**WHAT TO WORK ON**
Skip the pictures and extract all of the lines exactly as written.
━━━━━ RAW RECORDS ━━━━━
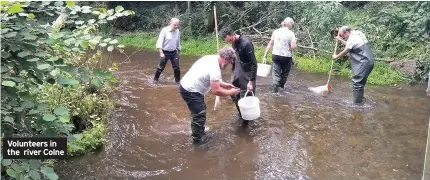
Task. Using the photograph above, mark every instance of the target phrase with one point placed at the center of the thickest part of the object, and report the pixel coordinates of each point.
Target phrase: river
(300, 135)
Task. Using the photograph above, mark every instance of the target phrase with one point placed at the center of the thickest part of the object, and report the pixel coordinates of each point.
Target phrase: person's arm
(349, 44)
(293, 41)
(159, 44)
(226, 85)
(339, 39)
(341, 54)
(249, 49)
(220, 91)
(178, 45)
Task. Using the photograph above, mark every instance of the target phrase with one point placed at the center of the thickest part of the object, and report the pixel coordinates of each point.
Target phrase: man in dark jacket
(361, 57)
(244, 69)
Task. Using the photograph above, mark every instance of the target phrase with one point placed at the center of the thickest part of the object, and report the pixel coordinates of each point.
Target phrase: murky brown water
(300, 135)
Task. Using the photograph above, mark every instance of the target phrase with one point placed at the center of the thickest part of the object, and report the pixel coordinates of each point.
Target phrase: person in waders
(283, 41)
(204, 76)
(169, 47)
(361, 58)
(244, 69)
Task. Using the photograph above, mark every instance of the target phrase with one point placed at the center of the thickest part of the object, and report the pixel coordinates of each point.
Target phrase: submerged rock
(407, 67)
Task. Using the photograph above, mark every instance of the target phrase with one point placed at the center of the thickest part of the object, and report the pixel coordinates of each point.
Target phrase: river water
(300, 135)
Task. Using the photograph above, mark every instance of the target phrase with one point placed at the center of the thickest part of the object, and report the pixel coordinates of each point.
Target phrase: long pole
(217, 98)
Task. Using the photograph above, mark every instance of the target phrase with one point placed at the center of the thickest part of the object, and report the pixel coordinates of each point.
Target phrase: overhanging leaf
(31, 16)
(84, 44)
(34, 174)
(10, 120)
(12, 173)
(8, 83)
(10, 34)
(33, 60)
(27, 104)
(4, 69)
(43, 66)
(54, 72)
(70, 4)
(119, 9)
(6, 162)
(67, 81)
(61, 111)
(23, 54)
(52, 58)
(113, 41)
(41, 54)
(49, 173)
(16, 8)
(97, 82)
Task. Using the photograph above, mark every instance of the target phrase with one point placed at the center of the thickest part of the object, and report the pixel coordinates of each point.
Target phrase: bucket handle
(247, 93)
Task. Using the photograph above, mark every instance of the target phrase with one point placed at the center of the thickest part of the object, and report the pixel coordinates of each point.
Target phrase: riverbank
(382, 73)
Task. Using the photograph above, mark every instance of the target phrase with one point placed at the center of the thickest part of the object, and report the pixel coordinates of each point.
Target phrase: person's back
(359, 47)
(198, 77)
(282, 42)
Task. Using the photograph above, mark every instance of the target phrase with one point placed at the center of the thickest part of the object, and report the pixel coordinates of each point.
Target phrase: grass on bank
(382, 73)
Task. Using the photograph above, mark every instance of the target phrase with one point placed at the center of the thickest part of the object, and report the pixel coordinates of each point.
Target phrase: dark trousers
(280, 70)
(359, 80)
(174, 59)
(196, 104)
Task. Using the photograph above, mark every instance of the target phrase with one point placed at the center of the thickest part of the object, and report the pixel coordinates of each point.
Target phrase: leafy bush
(46, 73)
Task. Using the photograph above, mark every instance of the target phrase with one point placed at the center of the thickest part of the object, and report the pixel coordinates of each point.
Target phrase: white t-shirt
(356, 39)
(198, 77)
(282, 38)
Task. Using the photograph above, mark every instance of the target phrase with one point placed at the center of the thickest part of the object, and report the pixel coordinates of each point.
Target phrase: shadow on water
(300, 135)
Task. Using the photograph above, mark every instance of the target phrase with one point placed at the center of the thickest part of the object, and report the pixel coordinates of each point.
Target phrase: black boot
(157, 74)
(177, 73)
(358, 97)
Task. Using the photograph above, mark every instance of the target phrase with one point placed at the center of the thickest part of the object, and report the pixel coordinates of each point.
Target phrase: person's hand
(228, 86)
(250, 86)
(339, 39)
(234, 91)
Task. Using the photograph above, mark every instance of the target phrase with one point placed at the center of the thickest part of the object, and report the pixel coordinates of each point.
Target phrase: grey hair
(227, 53)
(345, 29)
(288, 22)
(174, 20)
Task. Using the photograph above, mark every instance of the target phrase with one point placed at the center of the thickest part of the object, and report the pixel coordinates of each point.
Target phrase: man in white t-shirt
(361, 58)
(283, 41)
(204, 76)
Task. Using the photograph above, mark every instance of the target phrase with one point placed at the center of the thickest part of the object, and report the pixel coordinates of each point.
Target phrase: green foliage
(88, 140)
(398, 30)
(46, 73)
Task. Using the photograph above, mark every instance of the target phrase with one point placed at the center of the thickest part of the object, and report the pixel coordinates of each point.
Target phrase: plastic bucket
(249, 107)
(263, 70)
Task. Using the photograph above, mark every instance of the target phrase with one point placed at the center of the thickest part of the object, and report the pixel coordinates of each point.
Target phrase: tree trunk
(211, 23)
(189, 14)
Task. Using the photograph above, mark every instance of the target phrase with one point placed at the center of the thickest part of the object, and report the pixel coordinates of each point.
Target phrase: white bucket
(249, 107)
(263, 69)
━━━━━
**EXERCISE SOLUTION**
Task. Using the photograph above, mark every instance of the target phrase with one point placed at the center of the thickest part of the object, and report the pixel coordinates of each point.
Target phrase: river
(300, 135)
Task. Using the photograph above, mark every instance of the target phrase with one point placed at the center of the thickest part of the object, and report the pixel coordinates of each point.
Target phrase: person's arm
(349, 44)
(293, 41)
(159, 44)
(226, 85)
(339, 39)
(341, 54)
(249, 49)
(220, 91)
(178, 45)
Task. Using the photograph above, mark every instance of the target phrase with one point placed at the center of the thickest part of the object, and report the pixel coordinates of each point.
Target phrase: man in dark jacket
(361, 57)
(244, 69)
Task. Using the photograph above, mark every instance of the target phrase with one point placed at the center of the thickest part of the object, and report the pixel coordinates of each point.
Target phrase: murky brown water
(300, 135)
Task. Using the photograph above, mark every instance of the target phrase with one point placed at the center of the thickest part of the object, and report the pixel coordinates of each point.
Target phrase: person in waders
(283, 41)
(204, 76)
(169, 47)
(361, 58)
(244, 69)
Task. Using the photograph above, mark every instance of the target phrase with one point placed at the center of the thickest part of the object, and report the pixel coordinates of each point.
Target phrase: submerged rock
(407, 67)
Task. Using the photograph above, mark every instance of the target phrase with one point placed at the center of the thickest part of the object, and report the pixel coordinates of each point.
Target phrase: river water
(300, 135)
Task. Using the photograph above, mark every instance of the target phrase with one point placed at the center of the thickest part of the object, and report the pixel coordinates of each point.
Target phrase: long pole
(217, 98)
Task. Using the photograph above, mark every instance of the target phrase with one point placed at the center of the thickest part of the object, and report the pixel coordinates of each point.
Target phrase: overhanging leaf
(31, 16)
(84, 44)
(34, 174)
(10, 120)
(12, 173)
(8, 83)
(10, 34)
(33, 60)
(27, 104)
(4, 69)
(43, 66)
(54, 72)
(70, 4)
(119, 9)
(6, 162)
(67, 81)
(61, 111)
(23, 54)
(52, 58)
(113, 41)
(41, 54)
(49, 173)
(16, 8)
(97, 82)
Task. Using the photograph above, mark every instance of the target phrase with one point placed at the center of the thickest part of the object, and report the pixel coordinates of each point.
Target phrase: bucket handle
(247, 93)
Task. Using the photograph above, mark every instance of the target phrase with one point placed at the center of the thickest part of the object, and report the pixel coordinates of each point.
Target phrase: riverbank
(382, 73)
Task. Using the photograph above, mark every instance of the target phrase with one point placed at the center of the thickest part of the object, and report the pixel coordinates of each point.
Target phrase: person's back
(359, 47)
(198, 77)
(282, 42)
Task. Using the photograph above, mark every instance of the target phrase with one point placed at the center of the thickest part of the object, and report the pixel coordinates of each point.
Target phrase: grass on bank
(382, 73)
Task. Using the photograph above, mark every instance of the target phrase with one point placed at the center of the thickest part of the object, and report the pixel coordinates of each point.
Target phrase: dark trousers
(280, 70)
(359, 80)
(174, 59)
(196, 104)
Task. Using the photograph above, mark every instance of the target phrase with one point placed at the center of the thickest part of the object, and report the pixel coordinates of each point.
Target phrase: leafy bush
(46, 73)
Task. Using the photograph above, mark every instance of the target phrase with one point placed at the center of the thickest part of the object, and report the pixel coordinates of each point.
Target phrase: white t-shirt
(356, 39)
(198, 77)
(282, 38)
Task. Using the photograph above, mark every instance of the target phrase with one point placed at the center of the thickest part of the object, and report the pixel coordinates of each point.
Target phrase: shadow on water
(300, 135)
Task. Using the photograph above, mark every instance of the target phrase with one point placed at the center of the thickest part of the object, and report the pixel coordinates of each point.
Target phrase: black boot
(157, 74)
(177, 73)
(358, 97)
Task. Using the photograph above, mark every instance of the target phrase with one point placed at the center of the thickest part of the object, and report the pixel coordinates of each point.
Target phrase: person's hand
(228, 86)
(250, 86)
(339, 39)
(234, 91)
Task. Using the photograph above, mark every instance of the target phrase with one point placed at the center of the thickest part of the object, and report the pixel coordinates of each point.
Target phrase: grey hair
(227, 53)
(345, 29)
(288, 22)
(174, 20)
Task. Using the photograph above, mark every instance of the target phrase with one point placed at the center of the thickest part of the object, and report the pixel coordinates of each point.
Target phrase: man in white t-shirt
(361, 58)
(283, 41)
(204, 76)
Task. Using the photograph above, mark every instance of the target phrase with one point placed at the center of the thickest part of the object, and report the pixel coordinates of each point.
Target phrase: green foliage
(88, 140)
(398, 30)
(46, 73)
Task. Using the photograph above, mark every instance of the target phrase with one point placed at the center of the thickest part of the object, and report the pixel coordinates of each point.
Target phrase: plastic bucket
(249, 107)
(263, 70)
Task. Using the photograph above, mark every instance of the target phrase with one point placed at the center of the thickest part of the object, and report the pixel coordinates of each point.
Target phrase: tree trunk
(211, 23)
(189, 14)
Task. Using the photograph above, mark every instance of the target phrase with one point placed at the center of the thickest part of the object, and report the pixel coordinates of each point.
Target phrase: white bucket
(249, 107)
(263, 69)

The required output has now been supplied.